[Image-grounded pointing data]
========
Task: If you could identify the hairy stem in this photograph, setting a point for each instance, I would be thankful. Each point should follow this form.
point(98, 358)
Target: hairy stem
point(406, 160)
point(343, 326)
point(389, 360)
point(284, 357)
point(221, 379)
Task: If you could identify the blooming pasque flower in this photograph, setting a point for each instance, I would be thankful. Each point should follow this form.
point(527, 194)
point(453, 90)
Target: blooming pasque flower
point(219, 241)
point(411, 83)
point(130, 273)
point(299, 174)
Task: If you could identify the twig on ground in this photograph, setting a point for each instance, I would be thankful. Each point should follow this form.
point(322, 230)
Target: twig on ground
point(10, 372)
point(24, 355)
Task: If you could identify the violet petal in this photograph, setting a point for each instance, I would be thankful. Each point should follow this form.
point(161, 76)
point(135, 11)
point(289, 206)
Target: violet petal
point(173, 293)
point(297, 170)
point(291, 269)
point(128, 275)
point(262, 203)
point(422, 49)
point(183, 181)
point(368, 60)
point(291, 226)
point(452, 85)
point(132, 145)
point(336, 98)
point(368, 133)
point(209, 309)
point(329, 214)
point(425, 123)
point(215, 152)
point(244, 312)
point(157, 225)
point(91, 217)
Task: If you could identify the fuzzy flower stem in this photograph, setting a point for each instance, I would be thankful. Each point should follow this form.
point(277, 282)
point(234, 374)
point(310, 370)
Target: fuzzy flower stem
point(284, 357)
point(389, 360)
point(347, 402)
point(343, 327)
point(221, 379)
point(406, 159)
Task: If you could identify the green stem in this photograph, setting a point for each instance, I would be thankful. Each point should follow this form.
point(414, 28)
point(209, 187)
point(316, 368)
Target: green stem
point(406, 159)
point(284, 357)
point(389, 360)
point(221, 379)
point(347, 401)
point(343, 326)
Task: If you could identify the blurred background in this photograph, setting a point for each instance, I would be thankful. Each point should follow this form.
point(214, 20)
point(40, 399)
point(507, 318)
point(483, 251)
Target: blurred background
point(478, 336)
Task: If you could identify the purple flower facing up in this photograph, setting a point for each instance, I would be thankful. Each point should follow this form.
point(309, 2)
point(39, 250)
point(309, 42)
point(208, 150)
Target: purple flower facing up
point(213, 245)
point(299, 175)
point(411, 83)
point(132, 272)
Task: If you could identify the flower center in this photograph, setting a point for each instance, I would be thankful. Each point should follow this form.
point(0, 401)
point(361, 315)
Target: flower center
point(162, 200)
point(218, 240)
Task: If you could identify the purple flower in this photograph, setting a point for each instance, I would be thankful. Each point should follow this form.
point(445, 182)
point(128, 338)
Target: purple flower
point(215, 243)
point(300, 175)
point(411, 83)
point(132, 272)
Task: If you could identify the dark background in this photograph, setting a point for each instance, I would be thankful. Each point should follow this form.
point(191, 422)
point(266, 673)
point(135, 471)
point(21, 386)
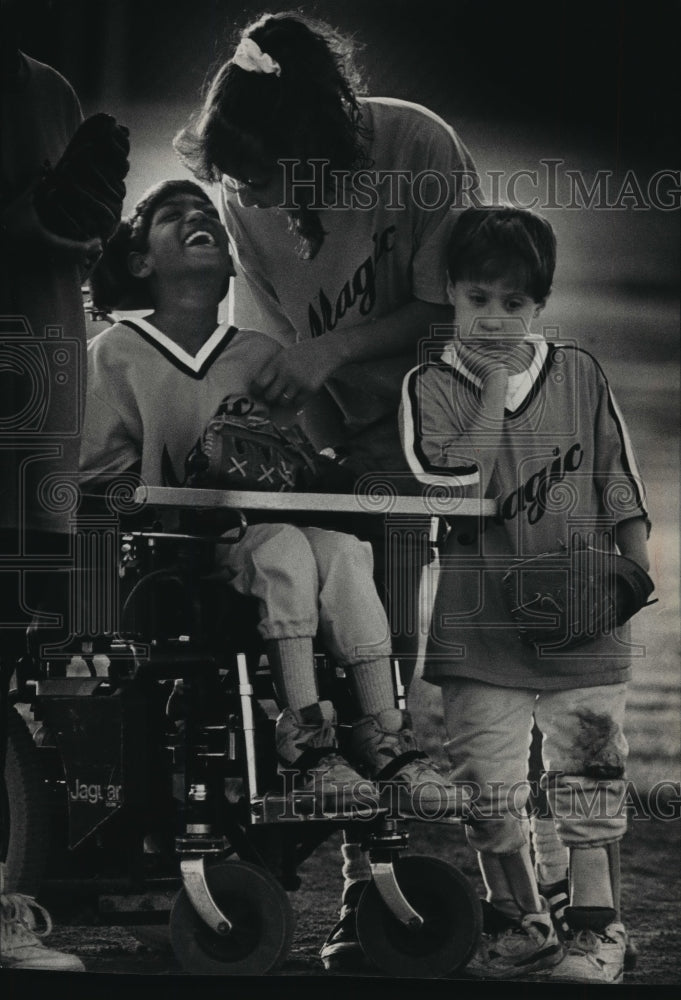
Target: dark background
point(607, 71)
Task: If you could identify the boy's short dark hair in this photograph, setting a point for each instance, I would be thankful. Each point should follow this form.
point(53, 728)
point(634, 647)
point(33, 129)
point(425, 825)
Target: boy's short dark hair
point(491, 241)
point(112, 286)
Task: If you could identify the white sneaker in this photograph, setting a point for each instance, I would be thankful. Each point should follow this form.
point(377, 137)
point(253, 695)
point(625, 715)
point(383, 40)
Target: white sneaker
point(594, 957)
point(526, 946)
point(306, 743)
point(23, 923)
point(385, 746)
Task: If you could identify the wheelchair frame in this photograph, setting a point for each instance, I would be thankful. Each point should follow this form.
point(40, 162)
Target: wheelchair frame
point(418, 916)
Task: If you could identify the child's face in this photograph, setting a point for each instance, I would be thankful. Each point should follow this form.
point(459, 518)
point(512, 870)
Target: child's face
point(497, 315)
point(186, 234)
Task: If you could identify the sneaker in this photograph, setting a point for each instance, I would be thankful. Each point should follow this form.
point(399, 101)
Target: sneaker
point(557, 896)
point(23, 923)
point(306, 743)
point(594, 956)
point(517, 948)
point(342, 952)
point(386, 747)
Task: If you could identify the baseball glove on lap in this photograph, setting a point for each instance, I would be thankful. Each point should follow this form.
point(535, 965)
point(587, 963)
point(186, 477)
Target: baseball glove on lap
point(81, 197)
point(564, 599)
point(252, 453)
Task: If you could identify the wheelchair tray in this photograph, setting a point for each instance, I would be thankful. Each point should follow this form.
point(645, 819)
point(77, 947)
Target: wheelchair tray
point(372, 502)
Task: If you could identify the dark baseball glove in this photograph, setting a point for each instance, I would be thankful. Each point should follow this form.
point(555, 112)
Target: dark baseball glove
point(567, 598)
point(81, 196)
point(252, 453)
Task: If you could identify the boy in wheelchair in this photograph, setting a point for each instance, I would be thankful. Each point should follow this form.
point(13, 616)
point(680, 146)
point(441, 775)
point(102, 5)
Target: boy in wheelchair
point(153, 385)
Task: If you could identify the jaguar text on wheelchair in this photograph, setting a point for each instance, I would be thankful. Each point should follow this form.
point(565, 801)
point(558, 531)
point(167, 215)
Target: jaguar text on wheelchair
point(141, 771)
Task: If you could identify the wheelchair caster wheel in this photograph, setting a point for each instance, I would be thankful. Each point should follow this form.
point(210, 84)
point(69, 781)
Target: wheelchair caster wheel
========
→ **EXERCISE**: Print, from the entries above, the line with "Task: If you could identify the fuzzy", the line with "point(208, 150)" and all lines between them, exactly and with nothing else.

→ **FINISHED EXERCISE**:
Task: If you could identify the fuzzy flower stem in this photograph, setting a point for each instance, I would be thankful. Each point should follow this form.
point(277, 282)
point(234, 374)
point(310, 370)
Target: fuzzy flower stem
point(284, 357)
point(389, 360)
point(347, 402)
point(343, 327)
point(221, 379)
point(406, 159)
Task: If you could identify the green stem in this photograph, setting a point for each instance, I would be thankful. Each point should follow this form.
point(414, 28)
point(209, 187)
point(316, 368)
Target: green stem
point(406, 159)
point(284, 357)
point(389, 360)
point(221, 379)
point(347, 401)
point(343, 326)
Task: If you could identify the blurred background in this photograph, setting a point for each instance, I would be thankful. Each point should follow this form.
point(214, 20)
point(40, 399)
point(507, 318)
point(483, 251)
Target: blurred background
point(478, 336)
Task: If you could identify the purple flower facing up in this photograph, setting a point for each instance, I would be thankful. Each point should follow this form.
point(309, 2)
point(39, 250)
point(309, 42)
point(208, 150)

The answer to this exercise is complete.